**Exercise instructions:** The material below must be output exactly, line for line.
=== Section Start ===
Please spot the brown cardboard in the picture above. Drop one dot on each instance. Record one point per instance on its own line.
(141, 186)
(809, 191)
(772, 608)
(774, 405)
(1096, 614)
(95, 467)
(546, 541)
=== Section End ===
**Exercise solution:**
Please spot the brown cardboard in the picture above. Drop one dot on each instance. Record one point per instance on its own line.
(141, 186)
(809, 191)
(772, 608)
(774, 405)
(1096, 614)
(95, 467)
(546, 541)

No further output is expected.